Work required: Extract the final stretch of the data: the line that contains "Q: Locate the blue metal" and every line after it, unaltered, and no other lines.

Coordinate annotation records
__________

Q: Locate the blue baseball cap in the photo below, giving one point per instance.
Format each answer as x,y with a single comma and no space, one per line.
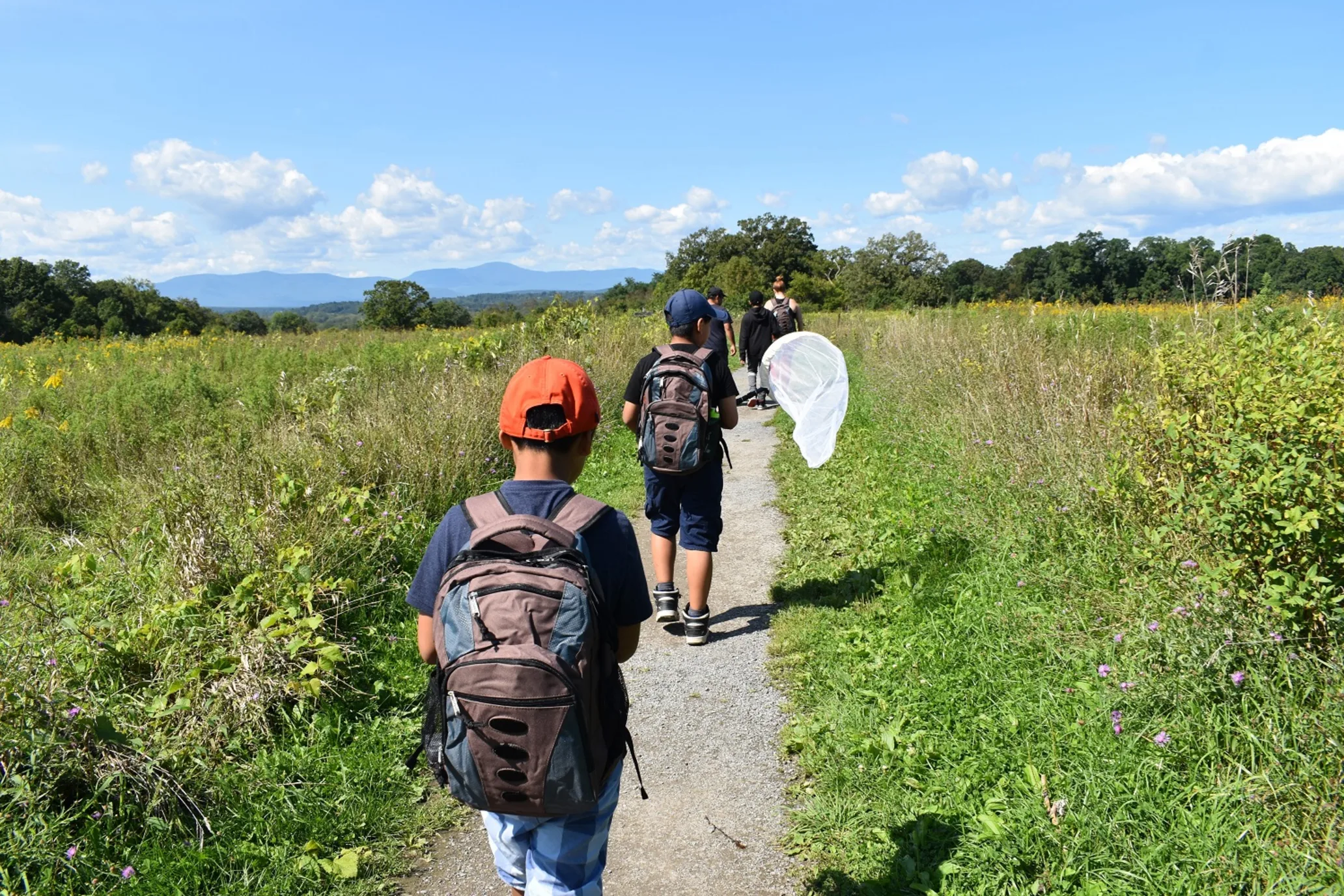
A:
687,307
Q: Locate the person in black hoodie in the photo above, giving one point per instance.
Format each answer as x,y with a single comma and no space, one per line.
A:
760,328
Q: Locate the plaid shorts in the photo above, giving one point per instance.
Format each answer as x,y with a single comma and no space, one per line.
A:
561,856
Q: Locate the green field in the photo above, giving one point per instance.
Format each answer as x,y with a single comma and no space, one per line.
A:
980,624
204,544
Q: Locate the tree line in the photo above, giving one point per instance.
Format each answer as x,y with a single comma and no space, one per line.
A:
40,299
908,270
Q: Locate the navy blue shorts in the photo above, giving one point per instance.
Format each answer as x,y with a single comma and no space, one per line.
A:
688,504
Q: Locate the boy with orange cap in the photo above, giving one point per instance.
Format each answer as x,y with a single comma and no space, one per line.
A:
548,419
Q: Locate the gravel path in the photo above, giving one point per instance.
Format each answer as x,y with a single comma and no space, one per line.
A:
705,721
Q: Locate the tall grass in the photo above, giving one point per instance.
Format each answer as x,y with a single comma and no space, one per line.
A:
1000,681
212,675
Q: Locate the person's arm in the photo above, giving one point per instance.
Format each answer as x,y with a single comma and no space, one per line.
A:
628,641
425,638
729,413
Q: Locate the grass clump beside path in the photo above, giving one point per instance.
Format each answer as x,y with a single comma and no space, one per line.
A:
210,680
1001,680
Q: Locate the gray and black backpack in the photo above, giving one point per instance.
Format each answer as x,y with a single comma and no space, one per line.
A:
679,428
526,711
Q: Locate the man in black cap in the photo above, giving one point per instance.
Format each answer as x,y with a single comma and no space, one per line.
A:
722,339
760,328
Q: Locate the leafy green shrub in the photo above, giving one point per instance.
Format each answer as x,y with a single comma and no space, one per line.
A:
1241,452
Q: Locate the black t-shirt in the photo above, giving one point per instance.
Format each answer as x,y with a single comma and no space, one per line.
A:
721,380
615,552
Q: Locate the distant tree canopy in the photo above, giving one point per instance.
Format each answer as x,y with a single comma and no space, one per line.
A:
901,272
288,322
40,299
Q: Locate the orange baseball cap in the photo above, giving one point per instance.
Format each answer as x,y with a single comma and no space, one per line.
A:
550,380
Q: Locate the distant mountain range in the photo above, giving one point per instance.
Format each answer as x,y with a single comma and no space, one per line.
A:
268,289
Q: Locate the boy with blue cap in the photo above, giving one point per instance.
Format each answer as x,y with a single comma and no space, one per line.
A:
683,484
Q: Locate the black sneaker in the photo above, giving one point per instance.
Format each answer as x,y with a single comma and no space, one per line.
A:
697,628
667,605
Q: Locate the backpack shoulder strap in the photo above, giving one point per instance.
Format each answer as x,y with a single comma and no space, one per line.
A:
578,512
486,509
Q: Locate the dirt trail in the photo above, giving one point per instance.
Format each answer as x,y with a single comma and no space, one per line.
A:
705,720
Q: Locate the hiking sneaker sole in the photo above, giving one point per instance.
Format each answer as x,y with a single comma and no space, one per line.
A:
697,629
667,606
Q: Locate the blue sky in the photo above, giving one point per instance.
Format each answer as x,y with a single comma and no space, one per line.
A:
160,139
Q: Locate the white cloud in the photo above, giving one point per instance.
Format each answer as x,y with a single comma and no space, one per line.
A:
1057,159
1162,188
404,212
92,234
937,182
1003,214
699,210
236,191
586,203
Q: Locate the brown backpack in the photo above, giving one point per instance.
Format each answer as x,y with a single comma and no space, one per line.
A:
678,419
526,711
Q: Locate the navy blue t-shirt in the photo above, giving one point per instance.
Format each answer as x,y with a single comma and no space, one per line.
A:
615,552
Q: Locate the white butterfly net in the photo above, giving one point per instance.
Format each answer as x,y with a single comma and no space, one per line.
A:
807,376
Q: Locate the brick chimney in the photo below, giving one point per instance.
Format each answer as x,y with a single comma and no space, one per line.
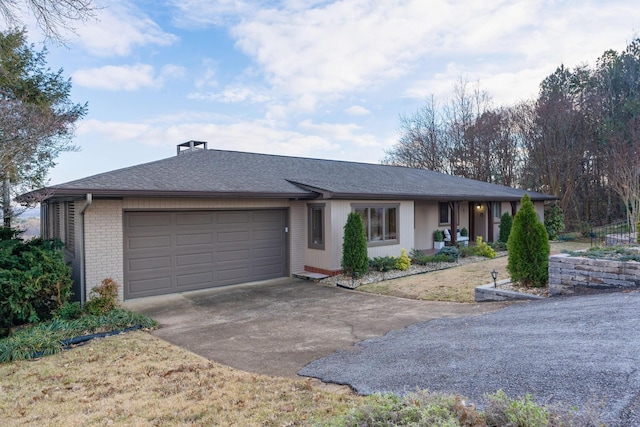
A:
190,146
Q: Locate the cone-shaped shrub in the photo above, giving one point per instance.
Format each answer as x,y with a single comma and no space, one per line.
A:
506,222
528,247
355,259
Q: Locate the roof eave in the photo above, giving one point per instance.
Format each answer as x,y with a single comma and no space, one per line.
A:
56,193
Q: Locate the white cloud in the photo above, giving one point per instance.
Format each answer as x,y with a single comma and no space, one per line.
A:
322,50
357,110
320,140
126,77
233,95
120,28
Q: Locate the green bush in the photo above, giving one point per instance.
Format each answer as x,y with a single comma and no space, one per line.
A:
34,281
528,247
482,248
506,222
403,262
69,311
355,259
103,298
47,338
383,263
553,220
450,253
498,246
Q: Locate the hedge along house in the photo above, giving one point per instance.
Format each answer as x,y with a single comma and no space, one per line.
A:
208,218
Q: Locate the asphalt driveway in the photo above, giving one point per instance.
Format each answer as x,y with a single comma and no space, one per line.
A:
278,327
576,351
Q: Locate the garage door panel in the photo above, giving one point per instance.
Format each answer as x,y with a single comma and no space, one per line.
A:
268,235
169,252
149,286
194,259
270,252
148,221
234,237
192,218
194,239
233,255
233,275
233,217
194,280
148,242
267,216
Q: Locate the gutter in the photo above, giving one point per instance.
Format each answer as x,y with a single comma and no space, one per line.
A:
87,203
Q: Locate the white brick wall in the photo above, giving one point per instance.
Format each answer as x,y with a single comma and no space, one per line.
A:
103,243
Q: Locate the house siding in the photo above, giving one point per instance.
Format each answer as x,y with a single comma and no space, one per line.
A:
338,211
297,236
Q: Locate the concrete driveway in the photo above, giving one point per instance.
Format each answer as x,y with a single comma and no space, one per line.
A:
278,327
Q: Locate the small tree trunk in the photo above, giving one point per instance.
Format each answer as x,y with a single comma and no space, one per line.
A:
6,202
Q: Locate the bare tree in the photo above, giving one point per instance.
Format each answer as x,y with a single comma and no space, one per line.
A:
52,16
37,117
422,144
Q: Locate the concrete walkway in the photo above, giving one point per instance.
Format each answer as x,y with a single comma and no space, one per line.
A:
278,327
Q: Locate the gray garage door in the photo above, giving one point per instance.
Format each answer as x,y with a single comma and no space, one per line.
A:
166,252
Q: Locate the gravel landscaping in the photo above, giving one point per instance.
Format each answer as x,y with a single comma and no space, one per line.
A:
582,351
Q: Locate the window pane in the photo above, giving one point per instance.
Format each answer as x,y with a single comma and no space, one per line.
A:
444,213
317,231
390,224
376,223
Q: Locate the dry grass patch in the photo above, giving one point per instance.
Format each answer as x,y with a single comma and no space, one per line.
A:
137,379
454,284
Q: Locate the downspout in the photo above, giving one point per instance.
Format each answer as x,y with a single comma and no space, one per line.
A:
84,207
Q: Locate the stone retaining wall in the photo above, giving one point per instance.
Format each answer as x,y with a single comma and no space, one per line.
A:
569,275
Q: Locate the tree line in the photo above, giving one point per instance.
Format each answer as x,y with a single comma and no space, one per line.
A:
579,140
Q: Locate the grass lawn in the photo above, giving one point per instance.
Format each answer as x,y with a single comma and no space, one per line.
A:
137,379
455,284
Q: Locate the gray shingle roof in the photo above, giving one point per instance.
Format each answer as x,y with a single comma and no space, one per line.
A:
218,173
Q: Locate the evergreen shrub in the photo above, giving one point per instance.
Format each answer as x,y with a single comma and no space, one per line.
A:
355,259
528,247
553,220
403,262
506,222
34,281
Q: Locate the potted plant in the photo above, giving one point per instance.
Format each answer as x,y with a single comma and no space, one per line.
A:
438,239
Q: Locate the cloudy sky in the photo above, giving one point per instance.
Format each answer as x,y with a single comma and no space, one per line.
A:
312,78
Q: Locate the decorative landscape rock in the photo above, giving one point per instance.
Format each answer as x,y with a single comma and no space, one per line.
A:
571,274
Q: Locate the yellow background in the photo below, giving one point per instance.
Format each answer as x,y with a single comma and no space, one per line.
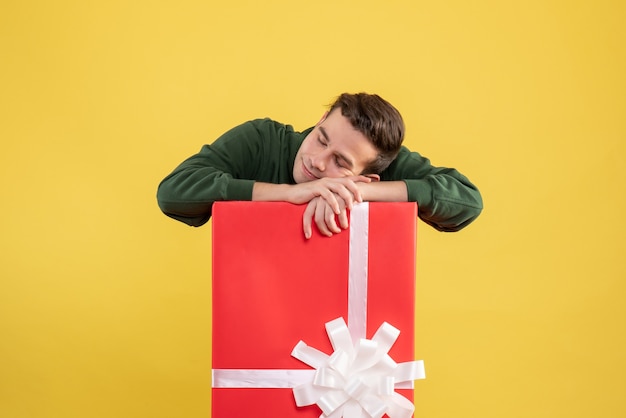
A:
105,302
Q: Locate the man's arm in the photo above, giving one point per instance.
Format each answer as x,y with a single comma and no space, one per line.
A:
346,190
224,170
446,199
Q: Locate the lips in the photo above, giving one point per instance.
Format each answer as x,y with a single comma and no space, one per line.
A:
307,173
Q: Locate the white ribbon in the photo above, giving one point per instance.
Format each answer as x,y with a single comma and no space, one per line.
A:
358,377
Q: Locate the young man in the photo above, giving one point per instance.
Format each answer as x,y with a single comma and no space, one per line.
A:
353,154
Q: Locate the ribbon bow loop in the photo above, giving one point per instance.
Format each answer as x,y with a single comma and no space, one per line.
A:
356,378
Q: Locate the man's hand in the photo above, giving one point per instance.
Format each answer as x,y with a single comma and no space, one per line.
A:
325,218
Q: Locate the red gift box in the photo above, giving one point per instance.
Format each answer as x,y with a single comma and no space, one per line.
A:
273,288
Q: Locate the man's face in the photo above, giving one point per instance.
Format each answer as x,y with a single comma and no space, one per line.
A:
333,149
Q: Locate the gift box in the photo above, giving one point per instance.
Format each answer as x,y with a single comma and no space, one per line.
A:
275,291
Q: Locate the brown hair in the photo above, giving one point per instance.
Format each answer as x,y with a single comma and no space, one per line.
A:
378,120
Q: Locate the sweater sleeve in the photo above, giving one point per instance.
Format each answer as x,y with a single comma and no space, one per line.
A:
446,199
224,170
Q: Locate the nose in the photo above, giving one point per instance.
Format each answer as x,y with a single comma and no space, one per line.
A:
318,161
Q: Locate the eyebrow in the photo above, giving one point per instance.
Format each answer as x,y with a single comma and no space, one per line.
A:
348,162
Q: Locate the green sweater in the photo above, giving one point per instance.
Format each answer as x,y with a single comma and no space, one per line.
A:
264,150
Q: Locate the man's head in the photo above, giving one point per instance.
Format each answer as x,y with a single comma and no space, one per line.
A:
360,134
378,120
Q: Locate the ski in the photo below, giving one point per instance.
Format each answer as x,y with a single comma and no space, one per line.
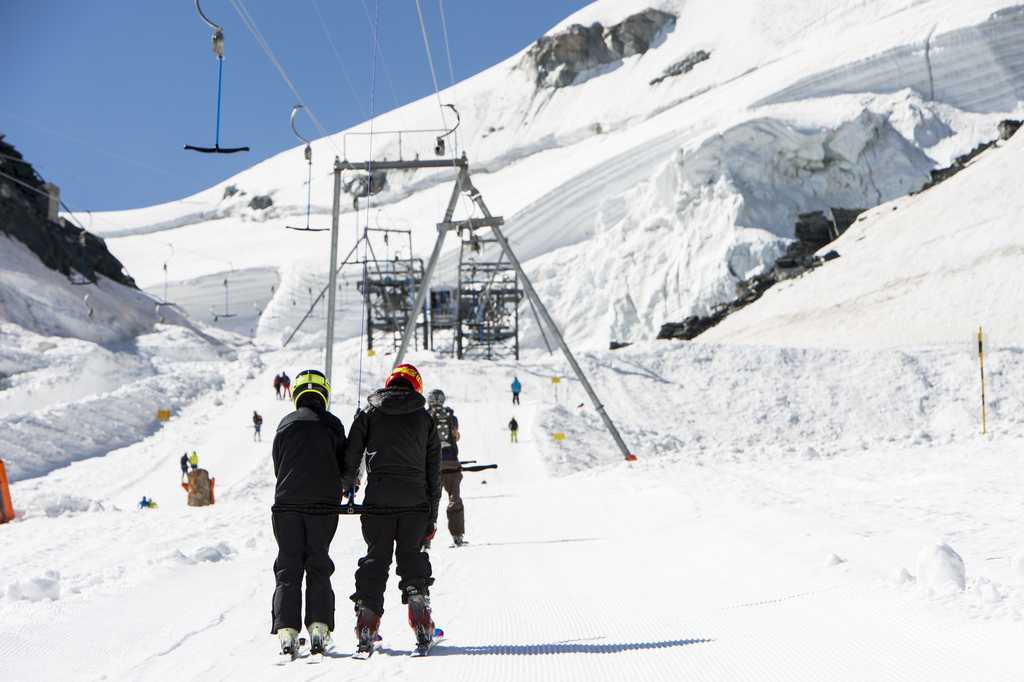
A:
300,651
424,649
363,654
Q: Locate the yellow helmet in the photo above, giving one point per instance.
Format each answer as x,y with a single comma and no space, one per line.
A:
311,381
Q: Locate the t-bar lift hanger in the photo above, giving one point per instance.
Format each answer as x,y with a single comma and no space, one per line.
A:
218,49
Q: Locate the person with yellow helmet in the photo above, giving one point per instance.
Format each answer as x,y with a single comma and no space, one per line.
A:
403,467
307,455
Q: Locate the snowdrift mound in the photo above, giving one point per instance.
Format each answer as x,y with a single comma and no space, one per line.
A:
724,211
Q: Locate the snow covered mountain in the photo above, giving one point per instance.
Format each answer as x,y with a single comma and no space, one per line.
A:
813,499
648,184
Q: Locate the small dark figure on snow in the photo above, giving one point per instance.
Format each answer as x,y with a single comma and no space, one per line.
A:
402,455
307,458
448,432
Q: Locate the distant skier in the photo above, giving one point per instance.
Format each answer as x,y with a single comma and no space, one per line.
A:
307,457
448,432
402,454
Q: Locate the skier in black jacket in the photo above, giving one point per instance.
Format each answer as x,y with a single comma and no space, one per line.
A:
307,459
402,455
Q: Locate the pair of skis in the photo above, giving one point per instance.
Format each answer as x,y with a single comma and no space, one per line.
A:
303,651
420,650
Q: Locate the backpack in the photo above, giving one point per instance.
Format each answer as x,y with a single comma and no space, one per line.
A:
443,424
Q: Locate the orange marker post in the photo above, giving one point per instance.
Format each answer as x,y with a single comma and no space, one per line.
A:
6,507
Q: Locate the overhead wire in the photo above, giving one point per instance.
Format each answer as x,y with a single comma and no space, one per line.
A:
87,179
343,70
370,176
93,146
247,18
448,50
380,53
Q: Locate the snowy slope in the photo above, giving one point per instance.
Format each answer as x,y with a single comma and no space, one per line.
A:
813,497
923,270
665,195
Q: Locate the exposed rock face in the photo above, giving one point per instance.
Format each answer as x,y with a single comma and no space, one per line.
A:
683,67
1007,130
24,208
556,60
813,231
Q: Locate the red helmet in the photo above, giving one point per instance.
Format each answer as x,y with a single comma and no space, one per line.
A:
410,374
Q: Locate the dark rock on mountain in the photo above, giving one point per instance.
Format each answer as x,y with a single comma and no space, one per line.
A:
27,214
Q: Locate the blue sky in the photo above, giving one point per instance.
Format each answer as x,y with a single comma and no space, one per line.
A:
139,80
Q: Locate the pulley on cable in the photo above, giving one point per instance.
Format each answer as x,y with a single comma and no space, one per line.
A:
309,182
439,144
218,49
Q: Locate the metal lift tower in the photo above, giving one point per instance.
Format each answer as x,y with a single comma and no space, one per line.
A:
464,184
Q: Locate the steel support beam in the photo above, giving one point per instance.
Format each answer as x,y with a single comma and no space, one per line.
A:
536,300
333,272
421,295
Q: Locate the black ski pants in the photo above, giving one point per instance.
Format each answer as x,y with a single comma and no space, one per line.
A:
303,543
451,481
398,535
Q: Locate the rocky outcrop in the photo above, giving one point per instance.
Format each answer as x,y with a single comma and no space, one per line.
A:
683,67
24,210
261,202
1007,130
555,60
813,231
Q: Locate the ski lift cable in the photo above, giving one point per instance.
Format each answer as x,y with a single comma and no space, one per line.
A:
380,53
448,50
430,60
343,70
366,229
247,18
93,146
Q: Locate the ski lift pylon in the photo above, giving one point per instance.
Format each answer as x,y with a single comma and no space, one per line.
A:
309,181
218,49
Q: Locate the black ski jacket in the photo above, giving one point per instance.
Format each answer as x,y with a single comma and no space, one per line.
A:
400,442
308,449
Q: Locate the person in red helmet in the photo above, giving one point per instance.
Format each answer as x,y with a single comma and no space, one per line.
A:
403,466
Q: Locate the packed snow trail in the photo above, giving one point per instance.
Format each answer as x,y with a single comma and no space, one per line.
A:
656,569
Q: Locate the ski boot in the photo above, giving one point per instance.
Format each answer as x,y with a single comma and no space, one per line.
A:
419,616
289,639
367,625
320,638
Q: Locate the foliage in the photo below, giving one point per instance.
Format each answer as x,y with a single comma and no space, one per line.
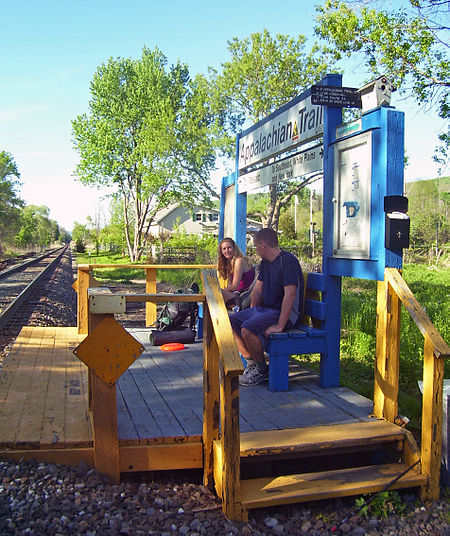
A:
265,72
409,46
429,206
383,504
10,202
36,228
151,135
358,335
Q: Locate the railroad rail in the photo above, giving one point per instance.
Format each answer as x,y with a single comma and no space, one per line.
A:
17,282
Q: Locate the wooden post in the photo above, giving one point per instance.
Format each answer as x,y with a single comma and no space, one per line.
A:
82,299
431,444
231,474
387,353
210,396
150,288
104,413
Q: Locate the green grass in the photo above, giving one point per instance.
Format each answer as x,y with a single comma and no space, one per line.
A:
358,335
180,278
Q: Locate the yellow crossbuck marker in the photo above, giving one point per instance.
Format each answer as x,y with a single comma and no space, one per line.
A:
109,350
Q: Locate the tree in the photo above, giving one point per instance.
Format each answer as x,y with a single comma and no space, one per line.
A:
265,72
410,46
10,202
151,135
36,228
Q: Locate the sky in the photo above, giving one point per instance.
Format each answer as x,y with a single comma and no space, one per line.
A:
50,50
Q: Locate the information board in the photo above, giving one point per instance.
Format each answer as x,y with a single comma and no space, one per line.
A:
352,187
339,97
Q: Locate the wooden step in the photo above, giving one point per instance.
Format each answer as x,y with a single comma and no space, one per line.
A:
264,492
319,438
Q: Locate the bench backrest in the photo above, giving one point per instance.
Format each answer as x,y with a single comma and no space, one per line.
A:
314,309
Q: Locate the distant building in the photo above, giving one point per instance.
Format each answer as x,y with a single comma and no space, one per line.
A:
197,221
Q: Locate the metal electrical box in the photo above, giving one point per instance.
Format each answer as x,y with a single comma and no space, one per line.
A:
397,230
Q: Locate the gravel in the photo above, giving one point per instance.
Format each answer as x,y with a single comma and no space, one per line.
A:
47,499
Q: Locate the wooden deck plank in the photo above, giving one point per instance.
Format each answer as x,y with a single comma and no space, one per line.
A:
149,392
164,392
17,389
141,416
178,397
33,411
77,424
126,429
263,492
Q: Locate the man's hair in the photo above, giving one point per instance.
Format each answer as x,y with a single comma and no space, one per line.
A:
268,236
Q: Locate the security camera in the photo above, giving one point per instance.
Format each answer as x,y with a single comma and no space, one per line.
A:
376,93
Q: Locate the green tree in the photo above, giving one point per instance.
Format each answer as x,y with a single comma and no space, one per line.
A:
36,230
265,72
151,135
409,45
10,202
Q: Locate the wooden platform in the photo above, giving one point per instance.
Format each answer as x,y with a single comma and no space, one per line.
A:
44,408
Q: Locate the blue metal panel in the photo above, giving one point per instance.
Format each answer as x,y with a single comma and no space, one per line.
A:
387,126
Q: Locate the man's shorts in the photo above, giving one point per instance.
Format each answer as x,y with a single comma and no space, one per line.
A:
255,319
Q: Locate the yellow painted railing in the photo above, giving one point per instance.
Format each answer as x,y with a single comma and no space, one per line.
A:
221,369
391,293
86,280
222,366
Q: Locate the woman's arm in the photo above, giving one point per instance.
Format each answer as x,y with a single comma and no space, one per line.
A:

__________

Result of the exercise:
Q: Locate the blue metal panel in the photo above, giving one point per instance.
Format each answer as x,y with a single comma and no space, one per line.
A:
387,126
Q: Locate the man's shorts in the photo above, giving one point per instance.
Format each answer as x,y with a single comma and no space, one per line.
A:
255,319
Q: Locate the yellow painted railing in the photo above, giving one point per instance.
Format each answer as x,y with a single comma and no space, one per line.
A:
221,369
391,293
86,280
222,366
Q: Locate the woman's arm in the photo above, giving one point per instance.
Format each answer as x,y with a single comma and no space, one per line.
A:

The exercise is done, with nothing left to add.